EXTRAIT FOURNI

Au-delà de l’accumulation des difficultés dans certains territoires, on sait aussi que des établissements concentrent plus de populations défavorisées que ne le laisserait supposer la population scolaire pouvant être accueillie, parce que certaines familles déploient des stratégies d’évitement de la carte scolaire pour, disent-elles, « protéger » leurs enfants[13]. Leur départ, dans certains cas, s’apparente à une fuite ou à une sécession, provoque par voie de conséquence une concentration d’élèves en difficulté dans leur établissement de secteur. Comme le disent les chercheurs, « des logiques de hiérarchisation et de réputation s’élaborent à une échelle locale et ne reposent pas uniquement sur le profil social de l’établissement »[14].
Ce phénomène d’évitement (pour aller dans le public par dérogation officiellement accordée ou par tout autre moyen, ou pour aller dans le privé) ne touche d’ailleurs pas seulement les classes aisées ou moyennes, mais aussi et de plus en plus les classes populaires.
Une question qui ne concerne pas seulement l’éducation nationale
L’Éducation nationale et ses partenaires ne sont pas restés sans réaction face à ce phénomène. La répartition des responsabilités en la matière a évolué puisque la compétence de définition de la carte scolaire pour les collèges a été transférée aux conseils généraux dans le cadre de l’évolution de la décentralisation en 2004.
Généralement, trois acteurs institutionnels ont à travailler ensemble : s’agissant des collèges, ce sont les conseils généraux, les inspections académiques et bien entendu les collèges eux-mêmes.
Des politiques de modifications de sectorisation, conduites avec les élus et les représentants de parents d’élèves, à l’occasion de la partition d’un collège trop important ou à l’occasion de la construction d’un établissement dans une ville, ont pu contribuer à enrayer un processus d’homogénéisation de la population scolaire et à maintenir un minimum de mixité sociale et scolaire.

CONSIGNE
Poursuivez l'extrait sur la carte scolaire et la mixité sociale en reprenant après sa dernière phrase.

DONNÉES PRÉSENTÉES

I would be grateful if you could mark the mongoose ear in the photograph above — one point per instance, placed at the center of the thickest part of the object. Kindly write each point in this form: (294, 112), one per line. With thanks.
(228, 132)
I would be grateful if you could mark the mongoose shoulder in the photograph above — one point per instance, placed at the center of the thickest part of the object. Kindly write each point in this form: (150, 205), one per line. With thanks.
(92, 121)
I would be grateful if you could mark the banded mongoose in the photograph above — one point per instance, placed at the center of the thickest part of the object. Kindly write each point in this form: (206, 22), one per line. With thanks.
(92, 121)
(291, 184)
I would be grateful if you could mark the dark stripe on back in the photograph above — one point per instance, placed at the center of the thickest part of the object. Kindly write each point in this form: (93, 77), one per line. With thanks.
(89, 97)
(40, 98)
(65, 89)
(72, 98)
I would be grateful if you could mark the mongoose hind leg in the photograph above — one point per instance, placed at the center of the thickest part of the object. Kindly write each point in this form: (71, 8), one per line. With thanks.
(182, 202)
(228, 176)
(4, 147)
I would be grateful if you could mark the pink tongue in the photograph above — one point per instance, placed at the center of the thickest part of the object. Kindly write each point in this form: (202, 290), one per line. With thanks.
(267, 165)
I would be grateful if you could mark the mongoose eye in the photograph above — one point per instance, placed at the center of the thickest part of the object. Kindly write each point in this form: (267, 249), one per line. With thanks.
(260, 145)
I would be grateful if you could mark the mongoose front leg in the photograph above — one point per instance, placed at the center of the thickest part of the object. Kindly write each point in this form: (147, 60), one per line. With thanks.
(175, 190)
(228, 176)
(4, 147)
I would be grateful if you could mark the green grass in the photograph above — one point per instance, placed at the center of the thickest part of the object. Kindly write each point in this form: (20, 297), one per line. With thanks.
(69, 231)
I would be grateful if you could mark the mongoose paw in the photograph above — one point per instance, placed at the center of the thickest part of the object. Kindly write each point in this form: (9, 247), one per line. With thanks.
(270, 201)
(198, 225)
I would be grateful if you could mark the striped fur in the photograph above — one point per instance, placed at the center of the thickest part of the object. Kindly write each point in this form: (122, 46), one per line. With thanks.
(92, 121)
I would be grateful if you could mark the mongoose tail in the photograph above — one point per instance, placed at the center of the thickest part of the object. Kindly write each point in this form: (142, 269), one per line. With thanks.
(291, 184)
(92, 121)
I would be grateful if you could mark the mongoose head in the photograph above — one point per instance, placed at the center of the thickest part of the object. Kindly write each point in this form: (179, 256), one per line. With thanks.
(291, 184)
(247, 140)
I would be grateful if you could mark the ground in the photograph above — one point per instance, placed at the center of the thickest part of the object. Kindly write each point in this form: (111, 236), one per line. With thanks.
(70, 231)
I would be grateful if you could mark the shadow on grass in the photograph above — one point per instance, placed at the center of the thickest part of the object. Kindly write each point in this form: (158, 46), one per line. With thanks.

CORRIGÉ
Il faut de la détermination, mais aussi de la patience et beaucoup de concertations pour conduire ce genre d’opérations, car ce n’est jamais facile de tracer un périmètre de recrutement destiné à faire vivre ensemble des populations différentes. Il y a un équilibre à trouver entre le vœu des familles qui veulent la liberté de choisir le meilleur pour leurs enfants et l’obligation, au nom de l’intérêt général, d’encadrer cette liberté pour préserver un minimum de mixité sociale et scolaire.
Le volontarisme des collectivités territoriales est de ce point de vue très inégal. Comme le font remarquer les inspections générales[15], alors que les conseils généraux ont la compétence de sectorisation depuis 2004, « L’assouplissement n’a pas induit de bouleversement dans les politiques prudentes des conseils généraux en ce qui concerne la sectorisation ». Il faut dire, ajoutent les inspecteurs que « cette question a rarement été une priorité aux yeux de l’Éducation nationale, qui n’a pas utilisé le levier de la carte scolaire, quand elle en avait la compétence, pour équilibrer la composition sociale des collèges ».
- Les assouplissements successifs de la carte scolaire : une fausse solution
C’est en 1984 qu’a été entreprise la première tentative d’assouplissement de la carte scolaire. D’autres se sont succédé depuis, jusque la dernière en 2007. Toutes les évaluations (voir les travaux de Pierre Merle[16] notamment) de ces politiques d’assouplissement conduisent à la même conclusion : l’effet obtenu, accroissement de la ségrégation et affaiblissement de la mixité sociale des établissements, publics comme privés, est exactement contraire à celui affiché : « Plusieurs recherches ont en effet montré que le libre choix de l’établissement favorise la ségrégation ethnique et sociale alors qu’une affectation des élèves régulée par une instance publique permet de limiter les phénomènes ségrégatifs.[17] »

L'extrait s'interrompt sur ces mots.